A block of data
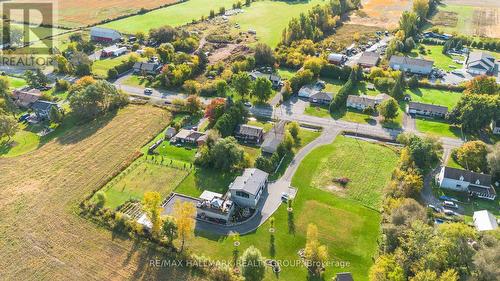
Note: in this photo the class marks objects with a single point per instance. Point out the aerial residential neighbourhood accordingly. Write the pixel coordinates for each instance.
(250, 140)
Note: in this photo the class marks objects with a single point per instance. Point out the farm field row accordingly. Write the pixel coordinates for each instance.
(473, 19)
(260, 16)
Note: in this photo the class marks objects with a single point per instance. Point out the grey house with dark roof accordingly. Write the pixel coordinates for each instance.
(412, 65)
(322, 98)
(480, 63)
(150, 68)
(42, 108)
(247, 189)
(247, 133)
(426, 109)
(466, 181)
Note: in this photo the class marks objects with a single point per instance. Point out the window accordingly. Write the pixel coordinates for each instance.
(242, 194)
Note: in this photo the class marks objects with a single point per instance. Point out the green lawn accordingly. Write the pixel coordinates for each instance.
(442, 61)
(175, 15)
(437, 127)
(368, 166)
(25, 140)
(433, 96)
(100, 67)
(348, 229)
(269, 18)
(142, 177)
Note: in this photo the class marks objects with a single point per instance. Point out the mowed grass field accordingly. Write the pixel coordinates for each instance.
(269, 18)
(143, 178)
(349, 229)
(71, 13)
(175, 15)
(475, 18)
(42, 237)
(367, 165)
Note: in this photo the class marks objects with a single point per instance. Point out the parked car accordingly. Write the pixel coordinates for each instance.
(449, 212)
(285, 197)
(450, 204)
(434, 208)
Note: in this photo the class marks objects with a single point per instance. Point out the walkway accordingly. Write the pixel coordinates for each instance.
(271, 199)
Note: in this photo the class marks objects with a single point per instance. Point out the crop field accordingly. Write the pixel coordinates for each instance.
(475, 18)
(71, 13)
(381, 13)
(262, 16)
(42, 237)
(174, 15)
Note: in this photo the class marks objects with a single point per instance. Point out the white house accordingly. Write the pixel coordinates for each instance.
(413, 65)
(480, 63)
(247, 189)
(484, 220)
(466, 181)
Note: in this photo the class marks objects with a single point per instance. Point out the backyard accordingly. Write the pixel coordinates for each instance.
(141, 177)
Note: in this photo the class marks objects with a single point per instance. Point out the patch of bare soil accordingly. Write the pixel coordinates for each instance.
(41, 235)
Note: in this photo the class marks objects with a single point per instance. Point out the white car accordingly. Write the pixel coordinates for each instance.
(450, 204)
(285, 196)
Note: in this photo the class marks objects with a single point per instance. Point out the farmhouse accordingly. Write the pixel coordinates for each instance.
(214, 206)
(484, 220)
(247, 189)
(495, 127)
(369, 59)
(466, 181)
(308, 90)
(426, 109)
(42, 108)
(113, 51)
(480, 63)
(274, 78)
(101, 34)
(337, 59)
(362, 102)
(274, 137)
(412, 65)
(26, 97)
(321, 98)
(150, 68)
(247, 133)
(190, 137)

__SET PROBLEM__
Reproduce exactly the lines from the one with "out the backyard" through the end of the entries above, both ends included.

__THE OUTPUT__
Note: in this photo the class marks objects with a single point per instance. Point out the backyard accordingly. Write the pixel coordinates for each instance.
(141, 177)
Note: in this photo the class marks objects with a single point per instance. Point out the patch of bare soil accordingly. Write the pixel coordinates for each instance.
(41, 235)
Note: in this photo the class marks objects with a single point per instance. Point out the white car accordingly. Write the pixel coordinates for each instance.
(450, 204)
(285, 196)
Note: in this photo the class marks objects with a single point per instance. Point out the farmhouse accordingly. Write the pixel coordinates for each instance.
(214, 206)
(484, 220)
(247, 189)
(495, 127)
(369, 59)
(466, 181)
(308, 90)
(426, 109)
(42, 108)
(113, 51)
(480, 63)
(274, 78)
(101, 34)
(337, 59)
(362, 102)
(274, 137)
(412, 65)
(26, 97)
(321, 98)
(150, 68)
(247, 133)
(190, 137)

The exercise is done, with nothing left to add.